Swap "single dot" for "single point" in every one of the entries and write them out again, leaving everything else unchanged.

> [ITEMS]:
□ □ □ □ □ □ □

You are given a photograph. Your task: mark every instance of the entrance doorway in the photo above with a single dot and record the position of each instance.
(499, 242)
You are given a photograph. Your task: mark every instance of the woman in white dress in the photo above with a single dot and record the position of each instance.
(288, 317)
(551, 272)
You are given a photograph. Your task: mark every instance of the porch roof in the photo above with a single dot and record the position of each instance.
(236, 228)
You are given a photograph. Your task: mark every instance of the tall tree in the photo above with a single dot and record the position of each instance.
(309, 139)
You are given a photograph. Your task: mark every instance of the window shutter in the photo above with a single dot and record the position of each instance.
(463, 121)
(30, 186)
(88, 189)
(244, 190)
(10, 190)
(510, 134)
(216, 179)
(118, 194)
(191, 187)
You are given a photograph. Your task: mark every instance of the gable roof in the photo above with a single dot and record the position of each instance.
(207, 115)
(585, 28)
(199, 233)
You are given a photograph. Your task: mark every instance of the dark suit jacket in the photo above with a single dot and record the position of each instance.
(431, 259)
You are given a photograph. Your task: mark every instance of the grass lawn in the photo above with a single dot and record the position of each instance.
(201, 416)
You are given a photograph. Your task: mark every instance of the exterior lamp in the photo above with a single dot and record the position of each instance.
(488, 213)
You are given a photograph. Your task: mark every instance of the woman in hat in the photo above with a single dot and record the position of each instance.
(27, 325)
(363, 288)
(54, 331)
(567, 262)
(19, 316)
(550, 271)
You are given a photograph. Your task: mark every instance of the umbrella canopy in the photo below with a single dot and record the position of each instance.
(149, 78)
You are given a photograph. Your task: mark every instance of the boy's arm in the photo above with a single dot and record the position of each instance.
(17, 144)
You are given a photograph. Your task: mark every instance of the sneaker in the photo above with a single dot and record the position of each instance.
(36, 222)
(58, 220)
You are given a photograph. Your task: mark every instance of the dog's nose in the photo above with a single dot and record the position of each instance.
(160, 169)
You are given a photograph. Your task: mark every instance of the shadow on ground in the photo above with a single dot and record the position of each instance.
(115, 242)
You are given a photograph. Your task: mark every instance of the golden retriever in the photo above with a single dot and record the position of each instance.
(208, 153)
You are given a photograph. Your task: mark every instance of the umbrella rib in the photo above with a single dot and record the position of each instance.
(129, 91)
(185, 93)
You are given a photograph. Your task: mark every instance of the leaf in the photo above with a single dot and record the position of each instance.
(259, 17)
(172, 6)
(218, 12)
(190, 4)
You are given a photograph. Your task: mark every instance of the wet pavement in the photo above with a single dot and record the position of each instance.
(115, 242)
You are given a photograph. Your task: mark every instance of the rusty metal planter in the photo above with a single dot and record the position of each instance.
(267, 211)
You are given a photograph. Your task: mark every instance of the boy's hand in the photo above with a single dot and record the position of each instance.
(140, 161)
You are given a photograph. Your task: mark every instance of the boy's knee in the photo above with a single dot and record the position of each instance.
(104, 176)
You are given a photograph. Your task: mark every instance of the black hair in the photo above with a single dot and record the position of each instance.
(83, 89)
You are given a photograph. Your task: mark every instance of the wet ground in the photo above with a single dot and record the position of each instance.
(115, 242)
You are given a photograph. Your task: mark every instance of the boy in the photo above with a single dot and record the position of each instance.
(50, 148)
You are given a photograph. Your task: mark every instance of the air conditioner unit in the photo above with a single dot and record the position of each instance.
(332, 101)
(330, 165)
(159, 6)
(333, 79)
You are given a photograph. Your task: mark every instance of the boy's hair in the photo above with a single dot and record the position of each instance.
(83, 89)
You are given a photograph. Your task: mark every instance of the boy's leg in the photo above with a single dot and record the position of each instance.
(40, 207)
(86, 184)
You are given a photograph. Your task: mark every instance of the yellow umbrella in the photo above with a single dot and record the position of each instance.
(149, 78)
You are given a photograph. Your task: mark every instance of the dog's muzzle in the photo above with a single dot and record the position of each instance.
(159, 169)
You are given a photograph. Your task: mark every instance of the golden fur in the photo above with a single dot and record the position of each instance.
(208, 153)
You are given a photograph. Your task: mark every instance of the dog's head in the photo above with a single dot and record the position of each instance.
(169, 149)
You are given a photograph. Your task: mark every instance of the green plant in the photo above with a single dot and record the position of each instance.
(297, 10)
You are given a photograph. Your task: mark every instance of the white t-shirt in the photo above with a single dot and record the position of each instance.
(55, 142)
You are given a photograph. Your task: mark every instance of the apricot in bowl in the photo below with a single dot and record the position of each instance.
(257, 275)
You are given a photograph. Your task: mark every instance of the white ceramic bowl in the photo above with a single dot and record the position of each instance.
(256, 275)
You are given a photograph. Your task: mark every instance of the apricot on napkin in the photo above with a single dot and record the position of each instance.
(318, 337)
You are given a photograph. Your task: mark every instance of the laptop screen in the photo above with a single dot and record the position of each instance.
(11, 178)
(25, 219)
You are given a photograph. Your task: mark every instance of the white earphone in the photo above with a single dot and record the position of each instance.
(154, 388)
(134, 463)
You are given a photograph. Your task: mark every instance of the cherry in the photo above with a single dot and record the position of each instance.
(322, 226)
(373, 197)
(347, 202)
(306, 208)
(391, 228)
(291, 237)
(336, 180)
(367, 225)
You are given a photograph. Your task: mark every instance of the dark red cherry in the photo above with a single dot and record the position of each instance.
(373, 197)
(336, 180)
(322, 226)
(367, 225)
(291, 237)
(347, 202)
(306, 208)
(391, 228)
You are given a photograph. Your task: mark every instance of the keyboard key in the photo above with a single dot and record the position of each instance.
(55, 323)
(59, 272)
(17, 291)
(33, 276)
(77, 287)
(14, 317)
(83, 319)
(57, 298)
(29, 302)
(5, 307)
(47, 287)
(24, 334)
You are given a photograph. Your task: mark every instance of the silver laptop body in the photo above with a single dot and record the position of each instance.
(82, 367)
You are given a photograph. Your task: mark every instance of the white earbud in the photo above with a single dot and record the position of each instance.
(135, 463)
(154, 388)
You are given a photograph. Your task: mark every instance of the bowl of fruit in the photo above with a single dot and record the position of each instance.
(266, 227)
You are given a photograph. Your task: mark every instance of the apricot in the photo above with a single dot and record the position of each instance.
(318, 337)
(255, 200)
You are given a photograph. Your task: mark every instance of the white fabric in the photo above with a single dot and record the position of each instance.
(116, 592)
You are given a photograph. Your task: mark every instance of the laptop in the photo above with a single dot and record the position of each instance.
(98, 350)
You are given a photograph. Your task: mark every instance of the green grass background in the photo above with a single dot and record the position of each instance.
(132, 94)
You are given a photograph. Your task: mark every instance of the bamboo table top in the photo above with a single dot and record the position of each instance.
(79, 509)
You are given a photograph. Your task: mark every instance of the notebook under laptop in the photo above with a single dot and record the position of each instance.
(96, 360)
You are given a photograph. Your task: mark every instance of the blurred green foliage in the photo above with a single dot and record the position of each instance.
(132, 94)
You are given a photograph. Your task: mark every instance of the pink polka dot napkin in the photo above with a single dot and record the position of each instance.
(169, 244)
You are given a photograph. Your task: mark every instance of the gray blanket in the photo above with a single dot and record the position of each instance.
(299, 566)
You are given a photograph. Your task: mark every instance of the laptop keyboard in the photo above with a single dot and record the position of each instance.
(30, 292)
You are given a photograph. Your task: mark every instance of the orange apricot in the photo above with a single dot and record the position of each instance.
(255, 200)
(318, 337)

□ □ □ □ □ □ □

> [RESULT BELOW]:
You are given a photograph. Your task: mark every instance of the entrance doorway in the photo above with a single point and record the position of each instance.
(499, 242)
You are given a photograph. Your task: mark every instance of the woman in white dress in the photo above with a single point and record the position of each instance.
(288, 317)
(551, 272)
You are given a photograph. Your task: mark every instance of the porch roof in the photo above with a single point and record the position of each instance.
(236, 228)
You are given a photograph. Your task: mark every instance of the tall tree in the photo above with a single point and record the position of each instance.
(309, 139)
You are given a photograph. Your task: mark every instance of the window shutter in the photo above with a single point and record the position of each instance.
(463, 121)
(30, 186)
(88, 189)
(244, 190)
(10, 190)
(510, 134)
(216, 179)
(118, 194)
(191, 187)
You are given a photograph. Your task: mark every instance of the gable roof in the photo above with a single point and record the position of each instance.
(207, 115)
(585, 28)
(199, 233)
You are given a photograph. Your task: mark every instance of the dark suit jacket in the photo above with a single point and record the position of each instance.
(431, 259)
You are given a photograph. Your task: mark every instance of the grass lawn in the photo above with a single point and record the position of each instance.
(201, 416)
You are given a photograph. Your task: mark every instance of the exterior lamp in the photo above with a single point and record the position of each instance.
(488, 213)
You are given a photograph. Your task: mark every instance of the woman in hat in the photo above with a single point and record the position of each instance.
(27, 325)
(363, 288)
(54, 331)
(567, 262)
(19, 316)
(550, 271)
You are given a photograph. Your task: mark every instance of the umbrella canopy in the photo below with a single point and record the position of each instance.
(149, 78)
You are given a photograph. Your task: mark every instance of the boy's arm in the photo above with a single point and record the position of each instance.
(17, 144)
You are given a photograph. Your task: mark every instance of the sneaker in the photo above with a single point and record the position of each instance.
(36, 222)
(58, 220)
You are given a photograph. Your task: mark every instance of the dog's nose in the photo above with a single point and record the position of each instance.
(160, 169)
You are given a photograph. Your task: mark every instance of the shadow on ground in the photo above with a single point and record the position of each instance.
(115, 242)
You are given a photograph. Your task: mark every instance of the golden retriever in the photo above with a single point and record the position of each instance.
(208, 153)
You are given a photograph. Your task: mark every instance of the umbrella rib in the photo above with a single point and record the position of each instance.
(129, 91)
(185, 93)
You are given a photograph. Your task: mark every instance of the leaf in the photo above with a single point and record the position of each instance.
(259, 17)
(172, 6)
(218, 12)
(190, 4)
You are given a photograph. Your task: mark every instance of the wet pavement in the photo above with a single point and record the position of each instance.
(115, 242)
You are given a photograph. Your task: mark every instance of the rusty metal planter in the photo above with a single point and record the position of each instance.
(267, 211)
You are given a photograph. Your task: mark every instance of the boy's hand in the photo above with a single point and record the position of each instance.
(140, 161)
You are given a photograph. Your task: mark every instance of the boy's knee in the photo above with a single point and record the position of each instance.
(104, 176)
You are given a photograph. Your task: mark every instance of the black hair in the photo above with a single point and record the position of each instance.
(83, 89)
You are given a photograph. Your task: mark every instance of the wet ground in the photo above with a single point and record the position of each instance.
(115, 242)
You are given a photograph. Your task: mark every instance of the boy in the photo above with a single point and record the position of each instance.
(50, 148)
You are given a photograph. Your task: mark every instance of the air conditioner unit in the photo above with a single point and record the position of each instance.
(332, 101)
(330, 165)
(159, 6)
(333, 79)
You are given a photograph. Your task: mark every instance of the boy's hair in the photo above with a single point and record the position of each instance.
(83, 89)
You are given a photograph. Your task: mark every instance of the boy's leg in the photo above with a single point and record the position of each instance.
(40, 207)
(86, 184)
You are given a photograph. Your task: mark every instance of the yellow umbrella in the photo above with a single point and record the position of each instance.
(149, 78)
You are given a photograph. Your task: mark every instance of the dog's muzzle in the photo above with a single point and record the position of each instance.
(159, 169)
You are given a photograph. Your task: mark every instance of the golden fur in the photo above with a single point and record the position of each instance.
(208, 153)
You are given a photograph. Your task: mark every instance of the dog's head in the photo above with a single point and record the position of each instance.
(169, 149)
You are given a photograph. Your task: mark every instance of the green plant in the photo above with a single point and record the position of each instance.
(297, 10)
You are given a photograph. Your task: mark every instance of the white t-shirt in the photo above with a single point and record the position of each instance.
(55, 142)
You are given a photograph. Your task: mark every instance of the apricot in bowl in the photo below with a single point and record the position of each instance.
(257, 275)
You are given a photograph. Your task: mark every instance of the white ceramic bowl in the photo above with a single point and record the position of each instance.
(256, 275)
You are given a photograph. Your task: mark every instance of the apricot on napkin in the photo above with a single point and record the position of each instance.
(318, 337)
You are given a photograph. Your task: mark every instance of the laptop screen in the photo above with a single point and record the position of each instance.
(11, 178)
(25, 219)
You are given a photograph. Your task: mark every instance of the white earphone in the photo above with a single point and record the position of each instance.
(154, 388)
(134, 463)
You are given a photograph. Your task: mark every instance of the cherry in the photo above with a single point and record the position of each instance.
(322, 226)
(373, 197)
(347, 202)
(306, 208)
(391, 228)
(291, 237)
(336, 180)
(367, 225)
You are given a photograph. Your task: mark every instance of the dark red cherry in the photo above with a single point and record the position of each instance.
(373, 197)
(336, 180)
(322, 226)
(367, 225)
(291, 237)
(347, 202)
(306, 208)
(391, 228)
You are given a photograph. Your task: mark every instance of the keyboard key in the photo above with a single point and record the position of each instance.
(55, 323)
(59, 272)
(17, 291)
(33, 276)
(77, 287)
(14, 317)
(83, 319)
(57, 298)
(29, 302)
(5, 307)
(47, 287)
(24, 334)
You are given a photograph. Your task: mark every instance of the silver laptop body in the photo above with a single point and record the position of each instance.
(82, 367)
You are given a photograph. Your task: mark every instance of the white earbud in the photo above with a single point and record the position of each instance.
(135, 463)
(154, 388)
You are given a photograph. Your task: mark every instance of the bowl of fruit in the photo above with a single point and record the position of each instance.
(266, 227)
You are given a photograph. Your task: mark every instance of the apricot in the photo above with a single point and record the position of each instance.
(318, 337)
(255, 200)
You are given a photograph. Your task: mark every instance of the white fabric in the photo above with a single point and record the position of each instance.
(116, 592)
You are given a photograph. Your task: mark every instance of the laptop in the photo above with a single point and record the position of each instance.
(98, 350)
You are given a photograph. Your task: mark every instance of the green grass background in the photo above with a single point and record the position of each instance.
(132, 94)
You are given a photograph. Your task: mark every instance of the bamboo table top in the photo above with a single point and record the position of each instance.
(79, 509)
You are given a photograph. Your task: mark every instance of the notebook under laptop in the photo above with a single point and record the position of each instance.
(96, 360)
You are given a photograph. Your task: mark every instance of the blurred green foliage in the photo above with a single point and record the position of each instance.
(132, 94)
You are given a photograph. Your task: mark every instance of the pink polka dot napkin in the photo above with a single point and record the position of each instance.
(169, 244)
You are given a photograph. Your task: mark every instance of the gray blanket in the photo above with a single point and record the position of each instance.
(299, 566)
You are given a photograph. Your task: mark every instance of the laptop keyboard in the photo above with a single point and record the position of each instance.
(30, 292)
You are given a photograph. Your task: mark every instance of the orange apricot in the photo above with a single point and record the position of each instance.
(255, 200)
(318, 337)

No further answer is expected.